*Pasaje citado*:
>>>

Estas operaciones estarán definidas por núcleos de densidad; lo cual obliga a
disponer del instrumental teórico dispuesto a sostener las condiciones de
condensación y cristalización de los momentos. Y determinar, en suma, las
lagunas, en virtud de las necesidades analíticas a que están sometidas las
prácticas de exclusión y de inclusión en una continuidad de corto trecho.
Justamente, ese ese punto el que no quisieron ver, ni Gonzalo Díaz, ni Eugenio
Dittborn, ni Adriana Valdés, cuando se opusieron a la pequeña epistemología con
que monté el diagrama de la exposición Historias
de transferencia y densidad (2000). No estaban dispuestos a admitir que
podía estar en medida de montar esta pequeña epistemología, puesto que no solo
no tenía derecho a formular la hipótesis de una historiografía problematizada, sino
que además, no estaba capacitado para ello. Me mantuve en mi posición gracias a
la tolerancia y a la tenacidad de Milan Ivelic, que tuvo que soportar muchas
presiones.
La base de todo el gesto editorial estaba
edificada sobre el diagrama de otra obra, que desafiaba los regímenes de
ilustración de la historia de la pintura, puesto que ponía en evidencia dos
problemas que en el 2000 se convertían en síntoma; ya lo he señalado, la nueva
ley de filiación y la publicación de un diccionario con los nombres de las familias fundadoras (del país). Se
trata, como ya se verá, de la pintura de Mulato Gil, Don Juan Martínez de Luco y de su hijo don José Fabián, que ya he
analizado profusamente en otro lugar. De este modo, una obra pintaba en 1814
era editada en la contemporaneidad de su exigencia argumental, para sostener
una contemporaneidad analítica, no de manufactura.

<<<

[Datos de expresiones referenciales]
>>>

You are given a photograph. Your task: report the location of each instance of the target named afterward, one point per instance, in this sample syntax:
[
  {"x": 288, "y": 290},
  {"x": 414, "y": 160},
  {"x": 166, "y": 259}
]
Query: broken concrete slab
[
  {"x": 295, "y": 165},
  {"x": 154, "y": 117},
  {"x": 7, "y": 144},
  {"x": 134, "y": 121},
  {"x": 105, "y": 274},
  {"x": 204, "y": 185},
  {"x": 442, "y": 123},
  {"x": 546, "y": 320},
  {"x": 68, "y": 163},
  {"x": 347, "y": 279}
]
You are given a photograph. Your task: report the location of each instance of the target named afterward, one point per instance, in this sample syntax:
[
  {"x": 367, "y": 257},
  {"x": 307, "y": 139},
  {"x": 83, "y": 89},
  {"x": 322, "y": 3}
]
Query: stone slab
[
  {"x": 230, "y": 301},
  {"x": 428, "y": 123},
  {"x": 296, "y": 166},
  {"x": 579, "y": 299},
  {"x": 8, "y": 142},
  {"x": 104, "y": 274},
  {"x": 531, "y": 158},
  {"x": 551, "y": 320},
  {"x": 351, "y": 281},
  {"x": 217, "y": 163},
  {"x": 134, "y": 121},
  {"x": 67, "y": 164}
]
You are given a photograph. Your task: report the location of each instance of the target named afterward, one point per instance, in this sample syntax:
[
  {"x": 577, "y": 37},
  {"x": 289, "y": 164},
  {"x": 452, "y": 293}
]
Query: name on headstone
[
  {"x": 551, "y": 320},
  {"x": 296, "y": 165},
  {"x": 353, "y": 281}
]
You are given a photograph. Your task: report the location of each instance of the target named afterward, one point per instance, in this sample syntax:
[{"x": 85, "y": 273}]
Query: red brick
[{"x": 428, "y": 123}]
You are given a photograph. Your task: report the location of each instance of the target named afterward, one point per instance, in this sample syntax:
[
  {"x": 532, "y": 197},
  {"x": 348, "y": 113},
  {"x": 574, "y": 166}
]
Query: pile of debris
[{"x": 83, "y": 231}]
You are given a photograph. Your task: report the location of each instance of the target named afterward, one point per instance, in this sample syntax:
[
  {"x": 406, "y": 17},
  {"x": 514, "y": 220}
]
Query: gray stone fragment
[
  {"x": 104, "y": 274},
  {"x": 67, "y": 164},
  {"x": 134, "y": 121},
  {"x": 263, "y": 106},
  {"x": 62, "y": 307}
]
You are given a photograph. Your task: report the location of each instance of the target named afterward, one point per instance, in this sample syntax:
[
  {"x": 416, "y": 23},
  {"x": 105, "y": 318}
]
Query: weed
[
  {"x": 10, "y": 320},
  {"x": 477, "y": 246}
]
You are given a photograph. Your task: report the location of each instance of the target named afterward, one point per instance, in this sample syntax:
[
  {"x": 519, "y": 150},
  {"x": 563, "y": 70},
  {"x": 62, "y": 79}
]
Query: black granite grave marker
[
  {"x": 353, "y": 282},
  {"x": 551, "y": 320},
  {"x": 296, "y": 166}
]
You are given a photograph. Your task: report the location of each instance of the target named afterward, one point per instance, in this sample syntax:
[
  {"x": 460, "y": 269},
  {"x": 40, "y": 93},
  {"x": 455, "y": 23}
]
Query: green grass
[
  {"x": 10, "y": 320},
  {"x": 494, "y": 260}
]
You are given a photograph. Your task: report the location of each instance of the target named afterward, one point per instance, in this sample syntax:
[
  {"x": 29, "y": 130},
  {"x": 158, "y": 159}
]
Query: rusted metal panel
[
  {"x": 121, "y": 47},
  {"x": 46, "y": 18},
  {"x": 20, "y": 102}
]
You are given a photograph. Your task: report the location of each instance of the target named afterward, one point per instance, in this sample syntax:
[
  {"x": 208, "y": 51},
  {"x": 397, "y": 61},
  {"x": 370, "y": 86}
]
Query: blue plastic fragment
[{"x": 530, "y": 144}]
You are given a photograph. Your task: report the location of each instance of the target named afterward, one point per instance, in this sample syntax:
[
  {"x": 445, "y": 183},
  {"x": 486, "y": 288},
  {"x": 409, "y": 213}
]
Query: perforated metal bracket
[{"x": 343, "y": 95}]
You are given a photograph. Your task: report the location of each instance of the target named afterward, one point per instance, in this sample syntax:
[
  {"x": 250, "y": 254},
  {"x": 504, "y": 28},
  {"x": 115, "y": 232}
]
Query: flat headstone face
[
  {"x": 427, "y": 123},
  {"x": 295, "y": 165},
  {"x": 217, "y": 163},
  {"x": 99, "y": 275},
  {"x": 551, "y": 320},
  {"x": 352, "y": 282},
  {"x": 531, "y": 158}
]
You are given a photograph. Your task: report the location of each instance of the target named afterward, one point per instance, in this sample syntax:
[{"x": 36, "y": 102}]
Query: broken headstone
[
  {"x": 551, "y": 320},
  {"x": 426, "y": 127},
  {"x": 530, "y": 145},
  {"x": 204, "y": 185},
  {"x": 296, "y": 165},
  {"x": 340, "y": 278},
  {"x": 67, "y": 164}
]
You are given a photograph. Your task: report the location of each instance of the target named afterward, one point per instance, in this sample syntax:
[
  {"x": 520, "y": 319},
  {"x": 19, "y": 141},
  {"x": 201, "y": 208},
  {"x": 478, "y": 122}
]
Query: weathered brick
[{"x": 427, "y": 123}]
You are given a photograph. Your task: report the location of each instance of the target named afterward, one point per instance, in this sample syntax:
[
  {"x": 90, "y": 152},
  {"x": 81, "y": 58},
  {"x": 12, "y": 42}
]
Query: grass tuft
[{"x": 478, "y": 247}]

<<<

*Problemas y tareas*:
- a) En el pasaje citado, ¿gracias a la tolerancia y la tenacidad de quién se mantuvo en su posición quien escribe?
- b) ¿Quiénes, según el pasaje citado, se opusieron a la pequeña epistemología con la que se montó el diagrama de la exposición? Nómbralos a todos.
- c) Copia el pasaje citado desde "La base de todo" hasta "no de manufactura.", ambos incluidos, y sustituye "diccionario" por "catálogo".

*Respuestas por tarea*:
- a) De Milan Ivelic.

- b) Gonzalo Díaz, Eugenio Dittborn y Adriana Valdés.

- c)
La base de todo el gesto editorial estaba
edificada sobre el diagrama de otra obra, que desafiaba los regímenes de
ilustración de la historia de la pintura, puesto que ponía en evidencia dos
problemas que en el 2000 se convertían en síntoma; ya lo he señalado, la nueva
ley de filiación y la publicación de un catálogo con los nombres de las familias fundadoras (del país). Se
trata, como ya se verá, de la pintura de Mulato Gil, Don Juan Martínez de Luco y de su hijo don José Fabián, que ya he
analizado profusamente en otro lugar. De este modo, una obra pintaba en 1814
era editada en la contemporaneidad de su exigencia argumental, para sostener
una contemporaneidad analítica, no de manufactura.